### TASK GOAL:
Return every line of the listing below verbatim, preserving its original order and content without alteration.

━━━━━ MATERIAL TO PROCESS ━━━━━

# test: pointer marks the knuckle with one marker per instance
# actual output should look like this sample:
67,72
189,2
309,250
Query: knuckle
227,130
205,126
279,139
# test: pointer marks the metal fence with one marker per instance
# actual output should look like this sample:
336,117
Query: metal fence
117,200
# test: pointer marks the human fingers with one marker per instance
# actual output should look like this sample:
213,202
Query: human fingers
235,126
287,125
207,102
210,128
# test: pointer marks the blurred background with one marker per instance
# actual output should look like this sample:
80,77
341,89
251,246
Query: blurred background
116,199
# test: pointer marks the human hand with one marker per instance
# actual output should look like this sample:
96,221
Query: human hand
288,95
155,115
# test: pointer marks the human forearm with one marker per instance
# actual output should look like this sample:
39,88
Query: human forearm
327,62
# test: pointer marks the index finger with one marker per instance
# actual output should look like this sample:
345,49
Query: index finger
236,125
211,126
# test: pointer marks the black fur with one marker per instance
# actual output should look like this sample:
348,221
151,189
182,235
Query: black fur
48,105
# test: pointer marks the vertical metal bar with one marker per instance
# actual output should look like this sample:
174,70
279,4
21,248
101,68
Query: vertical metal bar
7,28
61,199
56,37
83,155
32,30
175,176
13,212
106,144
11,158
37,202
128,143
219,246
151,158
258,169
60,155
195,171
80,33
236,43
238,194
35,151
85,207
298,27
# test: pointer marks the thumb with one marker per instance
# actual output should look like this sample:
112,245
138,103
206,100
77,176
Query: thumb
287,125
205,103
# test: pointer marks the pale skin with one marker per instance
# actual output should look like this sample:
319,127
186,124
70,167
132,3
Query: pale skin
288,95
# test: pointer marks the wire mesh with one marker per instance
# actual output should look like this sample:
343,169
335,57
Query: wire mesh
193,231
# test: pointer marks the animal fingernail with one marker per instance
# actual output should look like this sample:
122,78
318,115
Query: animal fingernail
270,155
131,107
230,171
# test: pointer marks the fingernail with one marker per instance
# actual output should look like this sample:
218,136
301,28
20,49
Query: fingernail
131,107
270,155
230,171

━━━━━

### REPLY TO THE TASK:
# test: pointer marks the knuckle with one marker per instance
# actual output should look like this sample:
67,72
189,2
309,250
Query: knuckle
227,130
205,126
279,139
# test: pointer marks the metal fence with one marker per instance
# actual output should look like this sample:
336,117
Query: metal fence
117,200
# test: pointer marks the human fingers with one marker per instance
# actual output should look like this sample:
213,202
Query: human fingers
235,126
287,125
207,102
210,128
# test: pointer marks the blurred background with one marker per instance
# actual output should look like this sample:
80,77
341,89
251,246
Query: blurred background
116,199
# test: pointer marks the human hand with one marker per instance
# actual output should look like this sample:
96,221
Query: human hand
288,95
155,115
# test: pointer marks the human forearm with one marker per instance
# actual output should look like this sample:
39,88
Query: human forearm
327,62
# test: pointer marks the index finger with one marker per instance
# actual output should look like this sample:
345,49
Query: index finger
236,125
211,126
# test: pointer marks the black fur with one marker per instance
# actual output should look like this sample:
348,221
151,189
182,235
Query: black fur
48,105
# test: pointer marks the vertical metal bar with one marker per instance
# actual output should look like this sample:
174,70
279,4
21,248
101,68
Query: vertical metal bar
7,28
61,199
56,37
83,155
32,30
175,176
13,212
106,144
11,158
37,202
128,143
219,246
151,158
258,169
60,155
195,171
80,33
236,43
238,194
35,151
85,207
298,27
# test: pointer marks the thumb with one marker per instance
# actual output should look like this sample:
112,245
138,103
206,100
77,176
Query: thumb
287,125
205,103
# test: pointer marks the pale skin with one marker per instance
# actual output should look like this sample:
319,127
186,124
70,167
132,3
Query: pale skin
288,95
# test: pointer marks the wire mesh with one marker per instance
# actual output should look like this sample:
343,169
335,57
Query: wire mesh
193,231
# test: pointer marks the animal fingernail with one marker per instance
# actual output should look like this sample:
122,78
318,115
Query: animal fingernail
270,155
131,107
230,171
# test: pointer marks the fingernail with one marker per instance
# actual output should look like this sample:
218,136
301,28
20,49
Query: fingernail
131,107
270,155
230,171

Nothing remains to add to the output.